YOUR TASK
The expected output is each line in the data below that includes the string "surface".

DATASET
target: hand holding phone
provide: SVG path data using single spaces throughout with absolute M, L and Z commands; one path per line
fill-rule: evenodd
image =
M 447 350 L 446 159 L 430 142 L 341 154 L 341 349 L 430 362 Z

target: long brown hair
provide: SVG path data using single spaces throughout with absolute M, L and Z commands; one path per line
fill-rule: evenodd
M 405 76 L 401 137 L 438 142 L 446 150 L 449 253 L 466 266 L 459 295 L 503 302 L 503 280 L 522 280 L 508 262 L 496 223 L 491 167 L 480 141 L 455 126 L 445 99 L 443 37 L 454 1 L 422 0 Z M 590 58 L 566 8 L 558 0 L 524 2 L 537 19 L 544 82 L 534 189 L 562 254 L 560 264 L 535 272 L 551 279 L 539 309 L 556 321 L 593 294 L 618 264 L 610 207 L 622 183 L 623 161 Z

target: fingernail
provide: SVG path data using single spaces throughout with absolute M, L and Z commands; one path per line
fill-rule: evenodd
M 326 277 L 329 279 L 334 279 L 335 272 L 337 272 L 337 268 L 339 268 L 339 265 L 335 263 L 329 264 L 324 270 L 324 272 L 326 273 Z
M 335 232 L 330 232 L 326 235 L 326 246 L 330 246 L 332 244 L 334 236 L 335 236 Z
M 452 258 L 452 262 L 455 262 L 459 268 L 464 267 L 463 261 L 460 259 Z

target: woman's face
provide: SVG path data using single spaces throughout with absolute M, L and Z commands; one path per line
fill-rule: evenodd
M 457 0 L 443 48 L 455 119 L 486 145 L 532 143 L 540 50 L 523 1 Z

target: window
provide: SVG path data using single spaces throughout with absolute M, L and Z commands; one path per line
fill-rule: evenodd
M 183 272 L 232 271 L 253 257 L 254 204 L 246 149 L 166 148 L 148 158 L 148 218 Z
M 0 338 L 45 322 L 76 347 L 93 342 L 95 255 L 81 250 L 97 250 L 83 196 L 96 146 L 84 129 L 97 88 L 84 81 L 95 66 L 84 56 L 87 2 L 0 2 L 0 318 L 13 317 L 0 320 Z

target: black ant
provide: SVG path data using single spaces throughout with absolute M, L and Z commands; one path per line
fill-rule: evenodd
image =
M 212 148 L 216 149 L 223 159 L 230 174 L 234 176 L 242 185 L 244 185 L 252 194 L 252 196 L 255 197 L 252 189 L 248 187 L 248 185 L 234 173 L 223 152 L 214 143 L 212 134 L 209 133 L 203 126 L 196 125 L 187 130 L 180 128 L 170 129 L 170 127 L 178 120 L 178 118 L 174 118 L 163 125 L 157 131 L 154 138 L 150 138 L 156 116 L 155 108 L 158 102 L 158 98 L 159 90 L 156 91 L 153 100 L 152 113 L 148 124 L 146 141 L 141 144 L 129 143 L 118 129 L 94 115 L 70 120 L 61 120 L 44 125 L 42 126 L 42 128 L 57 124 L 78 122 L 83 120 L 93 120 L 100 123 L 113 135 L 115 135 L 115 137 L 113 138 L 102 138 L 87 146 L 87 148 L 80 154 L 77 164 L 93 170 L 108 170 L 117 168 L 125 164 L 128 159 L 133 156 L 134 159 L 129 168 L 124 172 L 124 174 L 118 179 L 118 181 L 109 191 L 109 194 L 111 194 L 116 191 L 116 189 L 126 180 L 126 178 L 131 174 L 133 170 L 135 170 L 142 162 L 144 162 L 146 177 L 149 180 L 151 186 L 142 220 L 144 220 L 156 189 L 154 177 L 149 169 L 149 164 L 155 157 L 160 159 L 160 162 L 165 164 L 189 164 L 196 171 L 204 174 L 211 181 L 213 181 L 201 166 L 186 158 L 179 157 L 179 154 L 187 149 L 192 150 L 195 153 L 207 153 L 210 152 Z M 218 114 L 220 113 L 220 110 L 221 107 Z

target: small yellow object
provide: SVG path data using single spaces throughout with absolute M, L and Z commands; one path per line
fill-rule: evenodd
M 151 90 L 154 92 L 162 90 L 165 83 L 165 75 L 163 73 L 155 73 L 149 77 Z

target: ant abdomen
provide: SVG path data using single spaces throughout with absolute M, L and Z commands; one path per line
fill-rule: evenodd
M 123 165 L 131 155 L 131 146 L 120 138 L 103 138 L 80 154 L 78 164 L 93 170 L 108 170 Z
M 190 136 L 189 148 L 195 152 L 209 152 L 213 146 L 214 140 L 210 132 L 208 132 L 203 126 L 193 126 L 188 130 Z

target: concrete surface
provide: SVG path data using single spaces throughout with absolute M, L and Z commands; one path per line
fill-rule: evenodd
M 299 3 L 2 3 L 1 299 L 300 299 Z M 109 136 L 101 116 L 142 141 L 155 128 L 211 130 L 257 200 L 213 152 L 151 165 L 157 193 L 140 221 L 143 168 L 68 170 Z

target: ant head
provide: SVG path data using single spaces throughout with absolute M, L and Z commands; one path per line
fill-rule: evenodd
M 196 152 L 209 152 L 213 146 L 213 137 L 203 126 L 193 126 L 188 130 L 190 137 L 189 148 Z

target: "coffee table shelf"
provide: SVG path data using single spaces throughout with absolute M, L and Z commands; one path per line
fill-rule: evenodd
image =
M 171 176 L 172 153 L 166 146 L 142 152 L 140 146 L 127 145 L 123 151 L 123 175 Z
--
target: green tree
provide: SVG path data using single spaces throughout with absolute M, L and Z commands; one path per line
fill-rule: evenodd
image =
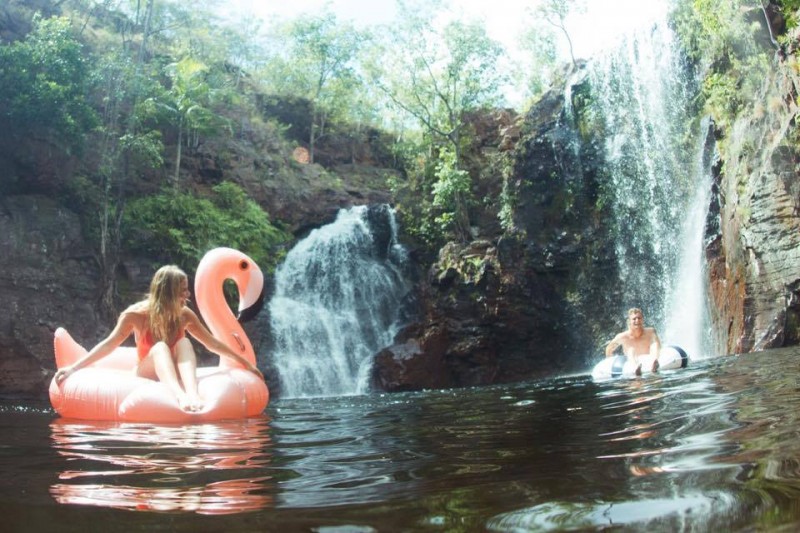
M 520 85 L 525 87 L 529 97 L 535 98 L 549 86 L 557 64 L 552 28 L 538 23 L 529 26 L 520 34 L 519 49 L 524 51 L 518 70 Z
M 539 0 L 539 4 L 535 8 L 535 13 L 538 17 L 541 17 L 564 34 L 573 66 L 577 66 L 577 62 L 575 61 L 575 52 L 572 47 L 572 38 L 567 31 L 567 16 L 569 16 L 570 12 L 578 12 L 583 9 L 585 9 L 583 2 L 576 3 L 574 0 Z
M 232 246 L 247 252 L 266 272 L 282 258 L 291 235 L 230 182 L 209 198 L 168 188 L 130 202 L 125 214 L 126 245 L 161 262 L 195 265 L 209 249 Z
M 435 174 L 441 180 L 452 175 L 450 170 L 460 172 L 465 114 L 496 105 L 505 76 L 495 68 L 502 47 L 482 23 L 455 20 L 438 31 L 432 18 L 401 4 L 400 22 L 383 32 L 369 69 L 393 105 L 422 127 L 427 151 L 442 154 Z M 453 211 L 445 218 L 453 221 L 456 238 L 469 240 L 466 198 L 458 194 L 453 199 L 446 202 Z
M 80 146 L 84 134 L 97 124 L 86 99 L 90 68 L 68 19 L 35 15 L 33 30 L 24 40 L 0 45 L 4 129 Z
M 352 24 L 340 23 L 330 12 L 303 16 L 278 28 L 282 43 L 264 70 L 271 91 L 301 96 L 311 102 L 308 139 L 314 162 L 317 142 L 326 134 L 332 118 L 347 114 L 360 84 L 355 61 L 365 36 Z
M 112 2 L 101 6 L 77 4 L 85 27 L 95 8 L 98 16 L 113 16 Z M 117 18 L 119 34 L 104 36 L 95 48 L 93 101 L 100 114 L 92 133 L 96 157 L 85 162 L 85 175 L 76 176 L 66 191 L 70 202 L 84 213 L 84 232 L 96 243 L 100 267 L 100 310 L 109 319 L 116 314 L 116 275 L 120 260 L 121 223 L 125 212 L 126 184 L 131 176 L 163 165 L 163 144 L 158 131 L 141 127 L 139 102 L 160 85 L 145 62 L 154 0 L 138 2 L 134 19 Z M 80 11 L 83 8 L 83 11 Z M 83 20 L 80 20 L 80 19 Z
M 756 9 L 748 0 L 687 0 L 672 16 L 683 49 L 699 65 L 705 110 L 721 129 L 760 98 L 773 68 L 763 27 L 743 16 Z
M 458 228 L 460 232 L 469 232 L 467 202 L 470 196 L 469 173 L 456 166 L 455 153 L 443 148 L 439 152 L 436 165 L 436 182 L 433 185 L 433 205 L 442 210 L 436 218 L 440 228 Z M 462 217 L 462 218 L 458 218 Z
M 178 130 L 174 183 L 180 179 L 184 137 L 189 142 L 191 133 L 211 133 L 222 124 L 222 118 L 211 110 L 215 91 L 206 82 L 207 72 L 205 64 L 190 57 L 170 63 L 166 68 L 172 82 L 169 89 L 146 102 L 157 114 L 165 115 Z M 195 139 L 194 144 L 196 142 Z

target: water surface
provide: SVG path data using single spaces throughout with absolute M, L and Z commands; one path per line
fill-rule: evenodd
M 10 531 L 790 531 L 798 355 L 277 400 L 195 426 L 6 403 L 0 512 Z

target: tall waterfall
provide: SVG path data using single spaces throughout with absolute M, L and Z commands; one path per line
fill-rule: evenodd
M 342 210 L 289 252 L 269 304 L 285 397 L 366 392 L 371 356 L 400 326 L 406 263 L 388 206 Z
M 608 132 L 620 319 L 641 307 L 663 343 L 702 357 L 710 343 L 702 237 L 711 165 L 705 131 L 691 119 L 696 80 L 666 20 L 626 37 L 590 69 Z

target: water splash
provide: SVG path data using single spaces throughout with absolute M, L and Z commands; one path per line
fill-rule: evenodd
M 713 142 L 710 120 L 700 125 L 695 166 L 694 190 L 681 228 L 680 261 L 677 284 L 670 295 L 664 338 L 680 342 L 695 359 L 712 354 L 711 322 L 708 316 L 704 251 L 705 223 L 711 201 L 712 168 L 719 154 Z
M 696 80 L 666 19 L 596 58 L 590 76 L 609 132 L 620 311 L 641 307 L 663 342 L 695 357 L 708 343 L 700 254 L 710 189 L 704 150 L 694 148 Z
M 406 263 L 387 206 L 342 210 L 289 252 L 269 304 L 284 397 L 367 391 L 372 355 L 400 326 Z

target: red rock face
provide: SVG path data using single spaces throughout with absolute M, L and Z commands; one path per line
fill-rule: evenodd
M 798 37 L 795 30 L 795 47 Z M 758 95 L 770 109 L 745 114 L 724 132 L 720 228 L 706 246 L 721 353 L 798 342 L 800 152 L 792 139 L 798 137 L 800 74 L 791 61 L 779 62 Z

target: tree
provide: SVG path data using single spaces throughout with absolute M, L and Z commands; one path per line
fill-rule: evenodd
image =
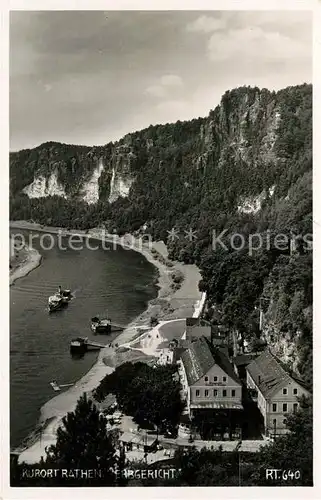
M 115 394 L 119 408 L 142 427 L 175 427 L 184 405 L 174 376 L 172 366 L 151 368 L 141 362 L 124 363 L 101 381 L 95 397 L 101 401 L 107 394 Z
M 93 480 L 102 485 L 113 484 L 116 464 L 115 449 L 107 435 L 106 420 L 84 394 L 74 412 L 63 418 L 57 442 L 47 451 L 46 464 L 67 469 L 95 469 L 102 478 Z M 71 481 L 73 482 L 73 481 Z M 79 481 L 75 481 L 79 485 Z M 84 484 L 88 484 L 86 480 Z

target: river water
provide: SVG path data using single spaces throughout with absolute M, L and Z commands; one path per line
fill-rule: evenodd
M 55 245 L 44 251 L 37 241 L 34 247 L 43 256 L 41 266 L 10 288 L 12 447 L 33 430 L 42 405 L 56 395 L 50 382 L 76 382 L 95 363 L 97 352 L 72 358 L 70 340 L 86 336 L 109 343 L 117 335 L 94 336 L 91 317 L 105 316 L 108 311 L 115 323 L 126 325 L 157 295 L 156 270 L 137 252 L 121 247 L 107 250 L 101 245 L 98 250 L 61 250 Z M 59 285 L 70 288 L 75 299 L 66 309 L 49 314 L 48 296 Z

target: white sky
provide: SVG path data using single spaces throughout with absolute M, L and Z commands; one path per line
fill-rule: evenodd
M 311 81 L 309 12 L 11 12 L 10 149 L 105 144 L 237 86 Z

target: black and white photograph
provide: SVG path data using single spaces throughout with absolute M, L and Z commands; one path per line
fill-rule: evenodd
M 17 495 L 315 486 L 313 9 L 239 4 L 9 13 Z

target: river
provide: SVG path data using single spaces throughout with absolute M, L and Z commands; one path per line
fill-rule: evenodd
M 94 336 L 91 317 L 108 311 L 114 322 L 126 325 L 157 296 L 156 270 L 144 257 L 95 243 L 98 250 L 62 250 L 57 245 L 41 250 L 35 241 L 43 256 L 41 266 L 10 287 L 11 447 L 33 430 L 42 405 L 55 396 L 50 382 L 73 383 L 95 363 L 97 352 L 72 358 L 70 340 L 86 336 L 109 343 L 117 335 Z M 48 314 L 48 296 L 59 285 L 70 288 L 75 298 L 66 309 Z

RESPONSE FOR THIS EXERCISE
target: concrete surface
target: water surface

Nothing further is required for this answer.